Directions for this task — Repeat exactly the lines of the entries below from the one with "leaf in the photo above." through the one with "of the wall-mounted", both ends included, and nothing else.

Given entries —
+++++

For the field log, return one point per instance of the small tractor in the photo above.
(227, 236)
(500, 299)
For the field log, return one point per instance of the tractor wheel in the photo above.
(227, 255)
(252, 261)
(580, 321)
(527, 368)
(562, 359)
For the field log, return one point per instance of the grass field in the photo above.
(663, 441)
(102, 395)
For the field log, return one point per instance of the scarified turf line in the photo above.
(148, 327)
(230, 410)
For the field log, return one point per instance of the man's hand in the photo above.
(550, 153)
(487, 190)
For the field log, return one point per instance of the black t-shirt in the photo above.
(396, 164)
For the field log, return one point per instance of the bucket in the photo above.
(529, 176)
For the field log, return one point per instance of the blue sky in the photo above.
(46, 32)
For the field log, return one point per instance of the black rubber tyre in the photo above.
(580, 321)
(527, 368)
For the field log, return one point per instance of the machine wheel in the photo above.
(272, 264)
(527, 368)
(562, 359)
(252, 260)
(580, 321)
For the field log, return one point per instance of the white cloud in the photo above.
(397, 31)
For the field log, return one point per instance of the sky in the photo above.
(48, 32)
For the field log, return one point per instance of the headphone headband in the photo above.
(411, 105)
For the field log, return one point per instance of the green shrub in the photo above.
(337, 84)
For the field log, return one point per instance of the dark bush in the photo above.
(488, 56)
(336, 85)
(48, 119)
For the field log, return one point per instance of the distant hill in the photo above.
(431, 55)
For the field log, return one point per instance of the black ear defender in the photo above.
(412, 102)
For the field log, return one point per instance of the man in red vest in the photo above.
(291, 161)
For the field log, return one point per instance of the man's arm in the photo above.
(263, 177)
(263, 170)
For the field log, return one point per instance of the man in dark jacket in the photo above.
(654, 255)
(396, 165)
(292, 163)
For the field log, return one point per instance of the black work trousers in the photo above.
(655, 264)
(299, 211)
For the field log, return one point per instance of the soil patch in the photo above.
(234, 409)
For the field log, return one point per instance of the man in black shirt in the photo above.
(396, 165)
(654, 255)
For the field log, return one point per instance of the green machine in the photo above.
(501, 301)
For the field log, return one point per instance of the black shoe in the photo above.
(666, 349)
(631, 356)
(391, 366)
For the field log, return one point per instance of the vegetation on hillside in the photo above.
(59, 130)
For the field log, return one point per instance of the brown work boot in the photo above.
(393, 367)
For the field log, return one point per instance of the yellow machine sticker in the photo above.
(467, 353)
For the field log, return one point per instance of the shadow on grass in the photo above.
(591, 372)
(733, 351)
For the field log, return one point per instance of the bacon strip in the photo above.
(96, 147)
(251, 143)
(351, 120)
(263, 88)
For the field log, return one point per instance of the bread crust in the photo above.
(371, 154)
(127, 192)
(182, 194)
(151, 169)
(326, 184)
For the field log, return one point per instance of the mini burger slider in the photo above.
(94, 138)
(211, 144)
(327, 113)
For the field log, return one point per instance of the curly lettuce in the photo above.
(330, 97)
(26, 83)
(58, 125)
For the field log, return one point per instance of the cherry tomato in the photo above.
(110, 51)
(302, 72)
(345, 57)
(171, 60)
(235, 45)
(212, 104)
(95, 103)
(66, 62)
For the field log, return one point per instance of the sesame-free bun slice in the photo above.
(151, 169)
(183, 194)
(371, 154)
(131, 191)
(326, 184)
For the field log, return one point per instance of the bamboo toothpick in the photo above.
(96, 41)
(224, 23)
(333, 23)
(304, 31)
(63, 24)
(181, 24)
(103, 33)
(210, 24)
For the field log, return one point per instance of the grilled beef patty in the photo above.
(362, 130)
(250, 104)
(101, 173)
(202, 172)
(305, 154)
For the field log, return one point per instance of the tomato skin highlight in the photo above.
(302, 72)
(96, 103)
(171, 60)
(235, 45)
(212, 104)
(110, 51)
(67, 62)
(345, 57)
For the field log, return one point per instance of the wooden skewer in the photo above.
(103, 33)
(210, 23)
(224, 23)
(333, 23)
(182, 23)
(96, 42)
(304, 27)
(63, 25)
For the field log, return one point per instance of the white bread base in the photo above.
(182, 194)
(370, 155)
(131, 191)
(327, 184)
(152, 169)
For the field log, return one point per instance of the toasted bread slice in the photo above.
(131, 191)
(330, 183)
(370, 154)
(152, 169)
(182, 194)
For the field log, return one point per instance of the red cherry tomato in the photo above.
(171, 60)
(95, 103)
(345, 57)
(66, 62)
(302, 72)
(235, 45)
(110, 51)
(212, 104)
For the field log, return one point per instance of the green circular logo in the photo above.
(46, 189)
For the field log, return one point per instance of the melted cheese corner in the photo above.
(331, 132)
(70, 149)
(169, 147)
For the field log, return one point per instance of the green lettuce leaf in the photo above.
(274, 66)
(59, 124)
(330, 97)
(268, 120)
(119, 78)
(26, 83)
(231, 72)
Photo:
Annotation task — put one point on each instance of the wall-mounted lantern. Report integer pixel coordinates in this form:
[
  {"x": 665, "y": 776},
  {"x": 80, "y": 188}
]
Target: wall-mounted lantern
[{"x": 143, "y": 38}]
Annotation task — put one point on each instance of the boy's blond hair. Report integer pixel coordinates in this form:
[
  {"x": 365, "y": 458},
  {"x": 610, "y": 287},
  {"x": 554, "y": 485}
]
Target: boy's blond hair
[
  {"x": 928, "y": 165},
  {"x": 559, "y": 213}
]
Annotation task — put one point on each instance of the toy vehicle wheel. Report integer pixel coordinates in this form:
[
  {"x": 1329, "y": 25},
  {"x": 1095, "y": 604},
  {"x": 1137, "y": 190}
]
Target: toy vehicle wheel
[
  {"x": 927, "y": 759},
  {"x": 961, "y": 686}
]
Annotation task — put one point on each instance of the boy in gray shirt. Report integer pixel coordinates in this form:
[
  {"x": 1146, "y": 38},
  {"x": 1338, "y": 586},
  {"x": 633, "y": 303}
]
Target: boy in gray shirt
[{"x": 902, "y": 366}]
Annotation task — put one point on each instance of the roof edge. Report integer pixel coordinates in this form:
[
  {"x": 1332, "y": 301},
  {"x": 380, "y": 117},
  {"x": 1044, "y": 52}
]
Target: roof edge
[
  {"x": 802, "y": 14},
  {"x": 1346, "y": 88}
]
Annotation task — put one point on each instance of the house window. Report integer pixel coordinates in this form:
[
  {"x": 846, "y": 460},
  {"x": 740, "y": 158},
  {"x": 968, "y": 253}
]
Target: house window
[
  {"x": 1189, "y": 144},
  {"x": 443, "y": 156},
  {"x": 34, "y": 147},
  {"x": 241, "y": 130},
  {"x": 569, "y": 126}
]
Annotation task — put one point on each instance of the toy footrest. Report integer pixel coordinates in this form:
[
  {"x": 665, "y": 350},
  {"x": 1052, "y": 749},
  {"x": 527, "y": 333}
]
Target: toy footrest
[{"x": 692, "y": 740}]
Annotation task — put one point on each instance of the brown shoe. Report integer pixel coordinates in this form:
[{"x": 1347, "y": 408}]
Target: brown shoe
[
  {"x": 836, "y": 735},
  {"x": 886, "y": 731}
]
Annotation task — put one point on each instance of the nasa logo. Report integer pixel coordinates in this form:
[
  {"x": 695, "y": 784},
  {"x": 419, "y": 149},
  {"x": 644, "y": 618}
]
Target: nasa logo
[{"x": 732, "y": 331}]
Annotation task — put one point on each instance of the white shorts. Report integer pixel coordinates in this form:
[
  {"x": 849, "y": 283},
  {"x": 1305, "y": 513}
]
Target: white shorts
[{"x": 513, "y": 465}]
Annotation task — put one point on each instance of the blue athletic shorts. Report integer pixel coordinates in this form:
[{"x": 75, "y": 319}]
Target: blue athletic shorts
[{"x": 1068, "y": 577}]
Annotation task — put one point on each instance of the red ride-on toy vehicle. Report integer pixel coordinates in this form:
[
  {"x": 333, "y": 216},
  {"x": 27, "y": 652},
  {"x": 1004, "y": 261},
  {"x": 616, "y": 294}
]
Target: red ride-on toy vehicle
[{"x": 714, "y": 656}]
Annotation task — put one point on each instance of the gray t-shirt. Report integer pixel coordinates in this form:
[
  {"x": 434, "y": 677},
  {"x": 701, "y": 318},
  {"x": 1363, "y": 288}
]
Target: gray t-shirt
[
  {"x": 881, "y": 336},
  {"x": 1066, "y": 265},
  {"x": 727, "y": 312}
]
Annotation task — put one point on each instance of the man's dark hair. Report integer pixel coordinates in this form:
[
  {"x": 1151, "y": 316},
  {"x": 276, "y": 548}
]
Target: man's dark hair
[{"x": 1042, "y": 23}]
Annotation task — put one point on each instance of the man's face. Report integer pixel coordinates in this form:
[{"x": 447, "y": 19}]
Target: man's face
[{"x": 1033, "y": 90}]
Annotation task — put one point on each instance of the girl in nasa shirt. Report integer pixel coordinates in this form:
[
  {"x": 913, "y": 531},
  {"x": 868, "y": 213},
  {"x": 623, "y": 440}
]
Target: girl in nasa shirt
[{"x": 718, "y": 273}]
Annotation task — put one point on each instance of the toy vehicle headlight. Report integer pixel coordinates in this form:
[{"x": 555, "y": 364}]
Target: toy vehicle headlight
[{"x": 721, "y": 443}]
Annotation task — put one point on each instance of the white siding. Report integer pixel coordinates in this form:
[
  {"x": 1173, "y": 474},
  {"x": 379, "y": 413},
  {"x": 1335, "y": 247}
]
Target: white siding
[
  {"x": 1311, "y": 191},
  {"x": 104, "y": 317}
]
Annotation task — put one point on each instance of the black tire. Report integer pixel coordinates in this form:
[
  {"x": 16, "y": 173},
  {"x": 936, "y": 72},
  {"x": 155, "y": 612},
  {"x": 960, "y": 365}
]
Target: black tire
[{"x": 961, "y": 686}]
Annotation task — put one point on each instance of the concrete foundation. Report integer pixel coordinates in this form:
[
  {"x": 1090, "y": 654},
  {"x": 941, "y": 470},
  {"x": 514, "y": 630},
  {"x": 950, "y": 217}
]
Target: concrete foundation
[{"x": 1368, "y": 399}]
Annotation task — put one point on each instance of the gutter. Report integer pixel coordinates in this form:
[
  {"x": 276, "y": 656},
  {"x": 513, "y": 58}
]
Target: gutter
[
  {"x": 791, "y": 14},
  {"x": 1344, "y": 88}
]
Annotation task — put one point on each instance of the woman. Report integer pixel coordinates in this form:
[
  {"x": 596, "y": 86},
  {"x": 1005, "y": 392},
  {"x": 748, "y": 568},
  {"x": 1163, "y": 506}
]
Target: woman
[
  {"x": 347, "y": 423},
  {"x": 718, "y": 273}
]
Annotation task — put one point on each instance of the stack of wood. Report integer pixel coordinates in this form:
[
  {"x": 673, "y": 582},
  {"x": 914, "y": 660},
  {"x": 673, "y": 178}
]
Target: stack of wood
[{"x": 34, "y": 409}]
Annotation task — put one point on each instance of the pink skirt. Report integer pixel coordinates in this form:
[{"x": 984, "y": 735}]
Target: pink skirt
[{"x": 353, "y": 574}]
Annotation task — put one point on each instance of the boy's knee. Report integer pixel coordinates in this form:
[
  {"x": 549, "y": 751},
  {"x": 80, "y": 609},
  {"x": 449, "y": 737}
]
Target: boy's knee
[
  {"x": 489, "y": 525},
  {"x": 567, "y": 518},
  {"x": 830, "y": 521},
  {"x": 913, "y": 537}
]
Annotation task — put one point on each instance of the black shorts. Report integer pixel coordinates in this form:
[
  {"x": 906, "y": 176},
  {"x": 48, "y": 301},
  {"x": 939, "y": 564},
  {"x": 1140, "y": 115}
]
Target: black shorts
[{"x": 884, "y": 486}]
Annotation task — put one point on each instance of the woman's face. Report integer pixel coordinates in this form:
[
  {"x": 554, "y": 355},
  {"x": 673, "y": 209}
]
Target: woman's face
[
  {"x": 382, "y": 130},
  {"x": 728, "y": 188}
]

+++++

Exercise response —
For the field log, return one point per instance of the green lettuce leaf in the photo above.
(274, 66)
(59, 124)
(330, 97)
(268, 120)
(119, 78)
(26, 83)
(231, 72)
Photo:
Annotation task — put one point on each instance of the wall-mounted lantern. Report integer pixel coordinates in this form:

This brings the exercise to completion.